> WHAT THIS EXERCISE ASKS:
1. From the court opinion, return the passage that begins at the words "Freedom from Religion Foundation, Inc. v." and ends after "WI, for Plaintiffs-Appellants.", copied word for word.
2. In the listing, start at the line that has "Where can you see the bridge railing" and stop after the line that has "Where can you see the wooden bridge". Write out only those lines again, renaming "wooden post" to "timber post" and leaving everything else unchanged.

=== SELECTED EXTRACT ===

Freedom from Religion Foundation, Inc. v. Chao

Decision Date13 January 2006
Docket NumberNo. 05-1130.,05-1130.
Citation433 F.3d 989
PartiesFREEDOM FROM RELIGION FOUNDATION, INC., et al., Plaintiffs-Appellants, v. Elaine L. CHAO, Secretary of Department of Labor, et al., Defendants-Appellees.
CourtU.S. Court of Appeals — Seventh Circuit

Richard L. Bolton (argued), Boardman, Suhr, Curry & Field, Madison, WI, for Plaintiffs-Appellants.

Lowell Sturgill (argued), Department of Justice Civil Rights Division, Appellate Section, Washington, DC, for for Defendants-Appellees.

Before POSNER, RIPPLE, and WOOD, Circuit Judges.

POSNER, Circuit Judge.

The question presented by this appeal is whether a taxpayer can ever have standing under Article III of the Constitution to litigate an alleged violation of the First Amendment's establishment clause unless Congress has earmarked money for the program or activity that is challenged. The district judge thought not, and would have been correct in his thinking under an earlier view of Article III's limitation of the federal judicial power to deciding "Cases" and "Controversies." It was once thought that these terms (which "are, for all intents and purposes, synonymous," Jones v. Griffith, 870 F.2d 1363, 1366 (7th Cir.1989)) limited federal jurisdiction to cases in which the plaintiff alleged the kind of injury that would have supported a lawsuit in the eighteenth century. In the words of Justice Frankfurter, "Both by what they said and by what they implied, the framers of the Judiciary Article gave merely the outlines of what were to them the familiar operations of the English judicial system and its manifestations on this side of the ocean before the Union. Judicial power could come into play only in matters that were the traditional concern of the courts at Westminster and only if they arose in ways that to the expert feel of lawyers constituted `Cases' or `Controversies.' ... Even as to the kinds of questions which were the staple of judicial business, it was not for courts to pass upon them as abstract, intellectual problems but only if a concrete, living contest between adversaries called for the arbitrament of law." Coleman v. Miller, 307 U.S. 433, 460, 59 S.Ct. 972, 83 L.Ed. 1385 (1939) (concurring opinion).

=== ITEMS ===

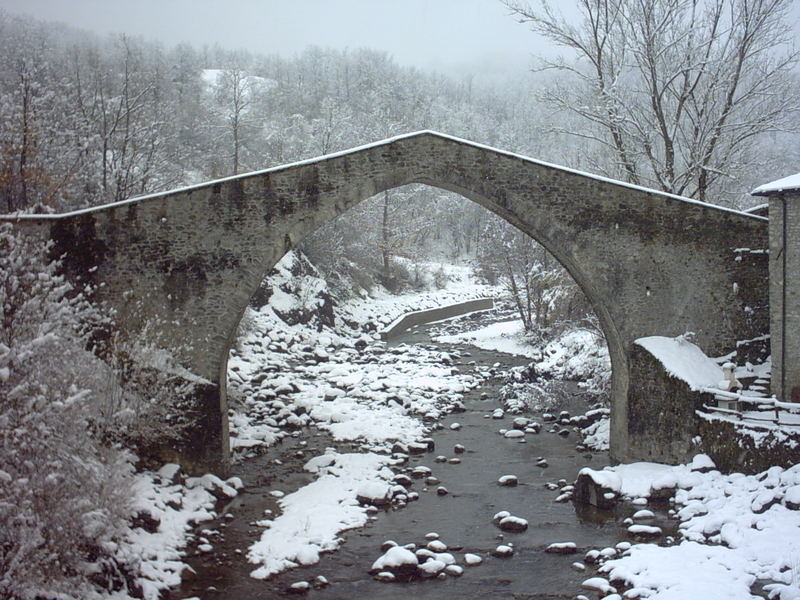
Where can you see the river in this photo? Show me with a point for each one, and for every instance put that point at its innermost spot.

===
=== ITEMS ===

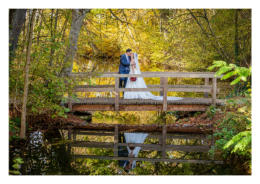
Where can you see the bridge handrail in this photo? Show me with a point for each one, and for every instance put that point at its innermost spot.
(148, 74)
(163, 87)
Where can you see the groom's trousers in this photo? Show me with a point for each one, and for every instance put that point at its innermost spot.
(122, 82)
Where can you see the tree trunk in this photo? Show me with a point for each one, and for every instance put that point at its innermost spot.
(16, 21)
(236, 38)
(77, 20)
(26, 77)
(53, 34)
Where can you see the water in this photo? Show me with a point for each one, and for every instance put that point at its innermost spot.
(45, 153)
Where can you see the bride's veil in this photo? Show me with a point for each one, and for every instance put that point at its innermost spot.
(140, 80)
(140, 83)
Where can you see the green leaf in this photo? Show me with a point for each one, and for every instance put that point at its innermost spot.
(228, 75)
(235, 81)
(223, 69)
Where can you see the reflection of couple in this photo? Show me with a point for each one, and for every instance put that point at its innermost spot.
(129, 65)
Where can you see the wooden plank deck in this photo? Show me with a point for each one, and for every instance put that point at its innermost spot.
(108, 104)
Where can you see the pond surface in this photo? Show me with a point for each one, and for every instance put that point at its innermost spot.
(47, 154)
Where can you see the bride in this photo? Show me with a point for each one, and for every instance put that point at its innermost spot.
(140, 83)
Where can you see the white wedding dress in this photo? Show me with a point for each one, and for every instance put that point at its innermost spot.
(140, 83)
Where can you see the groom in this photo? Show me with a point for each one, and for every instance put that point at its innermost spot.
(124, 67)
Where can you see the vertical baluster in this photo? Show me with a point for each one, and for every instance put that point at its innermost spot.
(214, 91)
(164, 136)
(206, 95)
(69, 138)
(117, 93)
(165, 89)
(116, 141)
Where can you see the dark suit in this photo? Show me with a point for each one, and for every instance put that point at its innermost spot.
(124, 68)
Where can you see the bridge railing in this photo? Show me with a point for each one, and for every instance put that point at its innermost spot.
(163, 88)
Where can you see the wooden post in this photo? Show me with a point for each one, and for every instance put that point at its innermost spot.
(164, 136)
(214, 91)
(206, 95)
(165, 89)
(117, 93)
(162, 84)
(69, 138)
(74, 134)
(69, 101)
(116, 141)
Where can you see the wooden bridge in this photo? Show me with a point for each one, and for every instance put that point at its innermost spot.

===
=== ITEMS ===

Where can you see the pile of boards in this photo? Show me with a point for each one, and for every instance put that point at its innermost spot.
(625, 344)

===

> EXPECTED ANSWERS:
1.
Freedom from Religion Foundation, Inc. v. Chao

Decision Date13 January 2006
Docket NumberNo. 05-1130.,05-1130.
Citation433 F.3d 989
PartiesFREEDOM FROM RELIGION FOUNDATION, INC., et al., Plaintiffs-Appellants, v. Elaine L. CHAO, Secretary of Department of Labor, et al., Defendants-Appellees.
CourtU.S. Court of Appeals — Seventh Circuit

Richard L. Bolton (argued), Boardman, Suhr, Curry & Field, Madison, WI, for Plaintiffs-Appellants.

2.
Where can you see the bridge railing in this photo? Show me with a point for each one, and for every instance put that point at its innermost spot.
(163, 88)
Where can you see the timber post in this photo? Show me with a point for each one, and for every instance put that point at its innermost spot.
(164, 136)
(214, 91)
(206, 95)
(165, 89)
(117, 93)
(162, 84)
(69, 138)
(74, 134)
(69, 101)
(116, 141)
Where can you see the wooden bridge in this photo? Show me with a point for each one, and for every instance put that point at its innermost spot.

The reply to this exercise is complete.